Entries from a point annotation set
——

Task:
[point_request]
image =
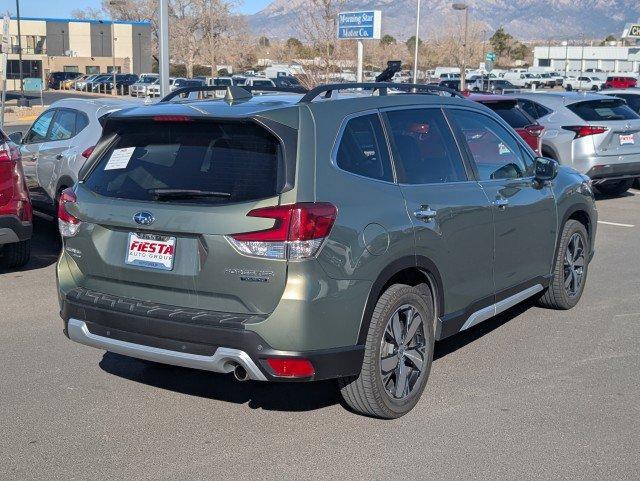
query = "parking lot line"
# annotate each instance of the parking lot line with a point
(617, 224)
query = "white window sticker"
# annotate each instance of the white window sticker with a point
(119, 158)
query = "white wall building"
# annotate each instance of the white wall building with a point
(572, 58)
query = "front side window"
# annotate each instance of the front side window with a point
(39, 129)
(363, 150)
(496, 153)
(424, 148)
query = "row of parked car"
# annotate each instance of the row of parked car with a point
(321, 235)
(148, 85)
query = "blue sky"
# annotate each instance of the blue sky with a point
(63, 8)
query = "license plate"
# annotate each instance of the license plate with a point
(627, 139)
(151, 251)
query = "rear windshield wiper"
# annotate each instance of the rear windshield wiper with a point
(166, 194)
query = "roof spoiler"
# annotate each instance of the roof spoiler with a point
(377, 88)
(233, 92)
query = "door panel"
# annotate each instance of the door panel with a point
(30, 149)
(458, 238)
(524, 212)
(451, 215)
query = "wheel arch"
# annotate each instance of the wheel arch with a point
(580, 213)
(64, 182)
(410, 270)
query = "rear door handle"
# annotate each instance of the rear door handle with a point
(501, 203)
(425, 213)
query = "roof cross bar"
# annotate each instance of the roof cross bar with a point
(233, 92)
(380, 87)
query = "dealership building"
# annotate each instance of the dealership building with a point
(570, 58)
(73, 45)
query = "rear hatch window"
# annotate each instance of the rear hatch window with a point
(603, 110)
(194, 162)
(510, 113)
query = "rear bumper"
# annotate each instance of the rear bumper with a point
(14, 230)
(612, 171)
(210, 341)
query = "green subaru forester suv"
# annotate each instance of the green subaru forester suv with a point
(328, 235)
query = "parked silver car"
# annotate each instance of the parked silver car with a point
(59, 142)
(596, 134)
(141, 87)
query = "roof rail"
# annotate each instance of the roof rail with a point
(233, 92)
(380, 87)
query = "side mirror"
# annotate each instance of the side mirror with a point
(545, 169)
(16, 137)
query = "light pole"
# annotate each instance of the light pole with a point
(465, 7)
(163, 36)
(113, 46)
(22, 102)
(565, 44)
(415, 52)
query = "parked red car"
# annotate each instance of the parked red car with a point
(620, 83)
(16, 214)
(507, 108)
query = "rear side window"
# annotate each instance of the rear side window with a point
(424, 148)
(63, 126)
(533, 109)
(510, 113)
(40, 128)
(217, 162)
(363, 150)
(633, 101)
(605, 109)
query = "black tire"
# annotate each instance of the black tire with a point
(366, 393)
(558, 295)
(615, 188)
(16, 255)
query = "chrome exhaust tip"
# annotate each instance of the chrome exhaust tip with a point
(240, 373)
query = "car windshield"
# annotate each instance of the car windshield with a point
(603, 109)
(510, 113)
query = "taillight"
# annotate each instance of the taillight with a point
(297, 233)
(534, 129)
(86, 153)
(291, 367)
(585, 130)
(68, 224)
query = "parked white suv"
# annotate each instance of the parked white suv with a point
(58, 144)
(583, 83)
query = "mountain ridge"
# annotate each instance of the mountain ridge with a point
(524, 19)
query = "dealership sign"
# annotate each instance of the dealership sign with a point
(631, 30)
(359, 25)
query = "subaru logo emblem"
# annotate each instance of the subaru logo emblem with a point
(144, 218)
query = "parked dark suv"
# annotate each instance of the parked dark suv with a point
(304, 237)
(16, 215)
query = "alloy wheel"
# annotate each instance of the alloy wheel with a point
(574, 264)
(403, 352)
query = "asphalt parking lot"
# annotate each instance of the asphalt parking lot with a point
(531, 394)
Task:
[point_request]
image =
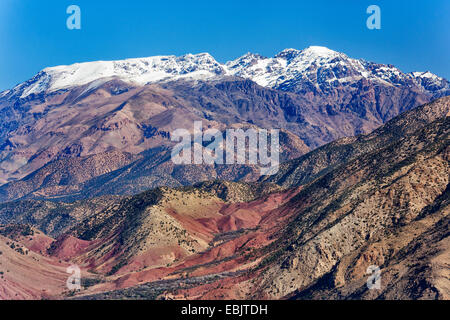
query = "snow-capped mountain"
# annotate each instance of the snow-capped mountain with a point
(138, 71)
(322, 68)
(314, 68)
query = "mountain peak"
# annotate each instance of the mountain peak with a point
(288, 53)
(319, 50)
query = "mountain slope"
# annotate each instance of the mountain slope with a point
(386, 205)
(105, 127)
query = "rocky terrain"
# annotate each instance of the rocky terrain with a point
(100, 128)
(309, 232)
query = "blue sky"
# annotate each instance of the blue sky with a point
(414, 34)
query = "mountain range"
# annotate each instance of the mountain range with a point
(306, 234)
(105, 127)
(86, 179)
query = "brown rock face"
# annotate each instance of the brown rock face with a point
(383, 204)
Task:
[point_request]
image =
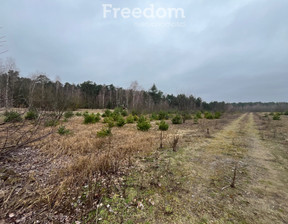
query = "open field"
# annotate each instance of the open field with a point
(126, 178)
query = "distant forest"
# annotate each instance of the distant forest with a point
(39, 91)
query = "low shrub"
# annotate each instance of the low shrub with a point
(68, 114)
(153, 116)
(177, 119)
(208, 115)
(136, 118)
(91, 118)
(198, 115)
(186, 116)
(78, 114)
(143, 124)
(276, 117)
(104, 132)
(217, 115)
(51, 123)
(130, 119)
(163, 126)
(31, 115)
(135, 112)
(109, 121)
(196, 120)
(124, 113)
(12, 116)
(162, 115)
(107, 113)
(63, 131)
(120, 122)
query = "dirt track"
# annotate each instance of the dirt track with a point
(204, 171)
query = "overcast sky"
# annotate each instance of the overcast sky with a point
(226, 50)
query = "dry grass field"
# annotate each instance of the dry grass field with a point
(126, 178)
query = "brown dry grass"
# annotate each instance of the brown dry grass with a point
(56, 173)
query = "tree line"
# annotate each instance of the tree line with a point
(38, 91)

——

Pick out every line in the items above that contains the word "logo", and copy each one in full.

▶ _Exercise solution_
query = "subaru logo emblem"
# annotate each instance of the subaru logo emblem with a point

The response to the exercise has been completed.